- _MATERIAL FOR THE TASK_:
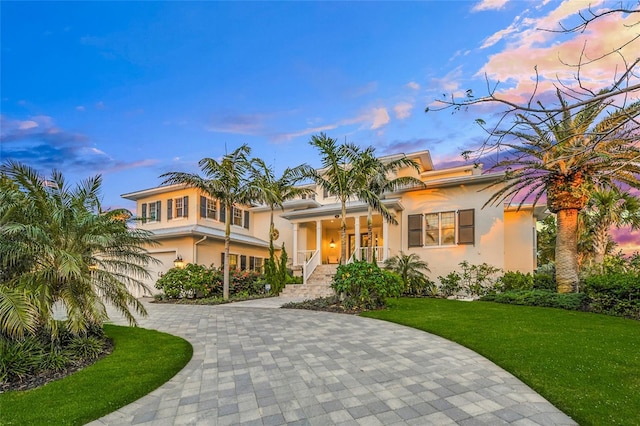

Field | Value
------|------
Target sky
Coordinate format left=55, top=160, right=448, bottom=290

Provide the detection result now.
left=0, top=0, right=640, bottom=253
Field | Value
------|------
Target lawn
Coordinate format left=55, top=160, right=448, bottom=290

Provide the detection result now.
left=363, top=298, right=640, bottom=425
left=0, top=325, right=193, bottom=425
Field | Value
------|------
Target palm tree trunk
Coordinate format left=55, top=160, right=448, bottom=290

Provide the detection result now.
left=340, top=200, right=347, bottom=265
left=367, top=206, right=374, bottom=262
left=556, top=209, right=578, bottom=293
left=222, top=204, right=233, bottom=300
left=593, top=225, right=609, bottom=266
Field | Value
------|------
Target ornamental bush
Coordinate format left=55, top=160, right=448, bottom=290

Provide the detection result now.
left=331, top=260, right=404, bottom=309
left=584, top=272, right=640, bottom=319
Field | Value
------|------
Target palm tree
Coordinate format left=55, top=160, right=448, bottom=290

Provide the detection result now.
left=583, top=188, right=640, bottom=266
left=384, top=251, right=431, bottom=294
left=309, top=133, right=363, bottom=264
left=249, top=158, right=314, bottom=244
left=354, top=148, right=424, bottom=261
left=487, top=91, right=640, bottom=293
left=0, top=161, right=153, bottom=337
left=160, top=144, right=253, bottom=300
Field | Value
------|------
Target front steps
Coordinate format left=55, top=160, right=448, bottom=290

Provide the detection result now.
left=280, top=265, right=338, bottom=299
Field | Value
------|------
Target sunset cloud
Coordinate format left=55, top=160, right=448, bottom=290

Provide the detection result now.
left=471, top=0, right=509, bottom=12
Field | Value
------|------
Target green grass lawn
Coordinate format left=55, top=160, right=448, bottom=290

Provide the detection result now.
left=0, top=325, right=193, bottom=425
left=363, top=298, right=640, bottom=425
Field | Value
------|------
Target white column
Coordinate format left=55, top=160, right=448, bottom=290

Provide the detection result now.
left=382, top=219, right=389, bottom=260
left=316, top=220, right=322, bottom=263
left=355, top=216, right=362, bottom=260
left=293, top=223, right=299, bottom=266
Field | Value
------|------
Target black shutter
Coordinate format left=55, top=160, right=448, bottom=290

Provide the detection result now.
left=200, top=195, right=207, bottom=217
left=408, top=214, right=422, bottom=247
left=142, top=203, right=147, bottom=223
left=458, top=209, right=476, bottom=244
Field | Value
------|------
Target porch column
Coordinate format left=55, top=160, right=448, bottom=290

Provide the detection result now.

- _WRITTEN INSTRUCTION_:
Pictures in the records above are left out; print everything else exactly as written.

- _SOLUTION TO THE EXERCISE_:
Field | Value
------|------
Target sky
Coordinate format left=55, top=160, right=448, bottom=290

Provide the detection result now.
left=0, top=0, right=640, bottom=253
Field | Value
------|------
Target lawn
Coordinate format left=55, top=160, right=448, bottom=290

Provide the detection result now.
left=363, top=298, right=640, bottom=425
left=0, top=325, right=193, bottom=425
Field | Value
------|------
Target palm tree trunk
Coordinate format left=55, top=160, right=448, bottom=290

Provide the detection result now.
left=340, top=200, right=347, bottom=265
left=367, top=206, right=374, bottom=262
left=556, top=209, right=578, bottom=293
left=222, top=204, right=233, bottom=300
left=593, top=225, right=609, bottom=266
Field | Value
------|------
Target ornamental bush
Coordinate format left=55, top=160, right=448, bottom=290

Provide the detection result now.
left=331, top=260, right=404, bottom=309
left=584, top=272, right=640, bottom=319
Field | Value
------|------
Target palm tree
Coordinate format left=55, top=160, right=448, bottom=290

Provide the detection result now.
left=583, top=188, right=640, bottom=266
left=384, top=251, right=431, bottom=294
left=309, top=133, right=363, bottom=264
left=249, top=158, right=314, bottom=244
left=354, top=148, right=424, bottom=261
left=487, top=91, right=640, bottom=293
left=0, top=161, right=153, bottom=337
left=160, top=144, right=253, bottom=300
Field | Value
------|------
Target front steps
Coordinate format left=55, top=160, right=448, bottom=290

Provide the detection result now.
left=280, top=265, right=338, bottom=299
Field | Value
------|------
Target sunset cloud
Coordinate format left=55, top=160, right=448, bottom=290

Provide the detection result now.
left=471, top=0, right=509, bottom=12
Field | Value
------|------
Target green grass lawn
Coordinate format left=55, top=160, right=448, bottom=290

Provide the detection result now.
left=0, top=325, right=193, bottom=425
left=363, top=298, right=640, bottom=425
Field | Value
------|------
Target white column
Coordinate format left=55, top=160, right=448, bottom=290

Provide the detection result now.
left=382, top=219, right=389, bottom=260
left=316, top=220, right=322, bottom=263
left=355, top=216, right=362, bottom=260
left=293, top=223, right=299, bottom=266
Field | Value
------|------
Target black shutter
Coordinate format left=55, top=160, right=448, bottom=290

Provide the detection result now.
left=200, top=195, right=207, bottom=217
left=408, top=214, right=422, bottom=247
left=142, top=203, right=147, bottom=223
left=458, top=209, right=476, bottom=244
Field | Value
------|------
Target porch column
Coordinate format left=55, top=160, right=448, bottom=290

Provide the detection result now.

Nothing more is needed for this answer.